**PROBLEMS AND TASKS:**
**A.** Translate this sentence from the article on San Diego police body camera rules into Spanish: "Department policy previously required officers to turn on the small cameras when an enforcement action was imminent."
**B.** In the article on San Diego police body camera rules, where did the fatal shooting on April 30 take place?
**C.** Carry on the article about San Diego police body camera rules, starting after its final sentence.

San Diego police tighten body camera rules after fatal shooting

San Diego officer had not switched on body camera before fatal shooting

The San Diego Police Department has tightened its requirements for officers wearing body cameras after the fatal shooting of a man by an officer who had not switched on his camera.

The shooting is being investigated by the homicide unit, whose report will be reviewed by the district attorney's office, the standard procedure in officer-involved shootings.

On Thursday, Police Chief Shelley Zimmerman announced that she had revised the body camera policy so that "officers will now be trained to start recording prior to their arrival on radio calls that are likely to result in an enforcement contact."

Department policy previously required officers to turn on the small cameras when an enforcement action was imminent.

The change comes after the fatal shooting of 42-year-old Fridoon Zalbeg Rawshannehad shortly after midnight on April 30 in an alley behind an adult bookstore in the city's Midway neighborhood.

**DATA LINES:**
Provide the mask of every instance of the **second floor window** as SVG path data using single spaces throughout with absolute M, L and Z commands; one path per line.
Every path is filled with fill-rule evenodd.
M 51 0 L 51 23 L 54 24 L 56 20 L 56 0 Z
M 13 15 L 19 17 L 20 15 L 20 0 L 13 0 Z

**ANSWER LIST:**
**A.** La política del departamento exigía anteriormente que los agentes encendieran las pequeñas cámaras cuando una actuación policial fuera inminente.

**B.** In an alley behind an adult bookstore in the city's Midway neighborhood.

**C.**
Officer Neal B. Browder, a 27-year veteran of the department, responded to a call that a man with a knife was threatening people inside and outside the bookstore.

Browder confronted Rawshannehad in the alley and gave him "verbal commands ... but he continued to advance on the officer," according to Lt. Mike Hastings.

Browder fired at least once. Afterward, a knife sheath and a metallic object, but no knife, were found near the body, Hastings said.

The incident was recorded on a surveillance camera outside the store. But Browder had not turned on his body camera for reasons that have not been explained publicly.

The American Civil Liberties Union has been critical of Browder's failure to turn on his camera and also of the Police Department's refusal to release the tape from the surveillance camera.

"Where's the transparency? Where's the accountability?" said Margaret Dooley-Sammuli, criminal justice and drug policy director for the ACLU of California.

"The department has said it is deploying body cameras in part to build community trust," she said. "Releasing the surveillance video would show the community the department is committed to that promise."

Zimmerman, as well as Mayor Kevin Faulconer, are supporters of the use of body cameras by police officers and have taken pride in the fact that the San Diego department is among the largest in the nation to require the cameras.

An initial report for the City Council showed that use of the body cameras led to a decline in both complaints against officers and instances of officers using force.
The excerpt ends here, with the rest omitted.